## WHAT IS REQUIRED:
The result should be the full listing copied exactly, with no pictures in it.

++++ RECORDS SHOWN ++++

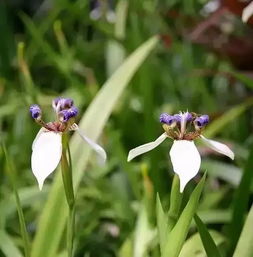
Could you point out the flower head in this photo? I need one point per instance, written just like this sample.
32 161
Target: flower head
47 145
183 128
35 111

++++

## ANSWER TO THE EXERCISE:
Could you point out the flower head in this photo? I need one point per instance, written just like this sample.
32 161
Target: flower head
47 145
183 128
35 111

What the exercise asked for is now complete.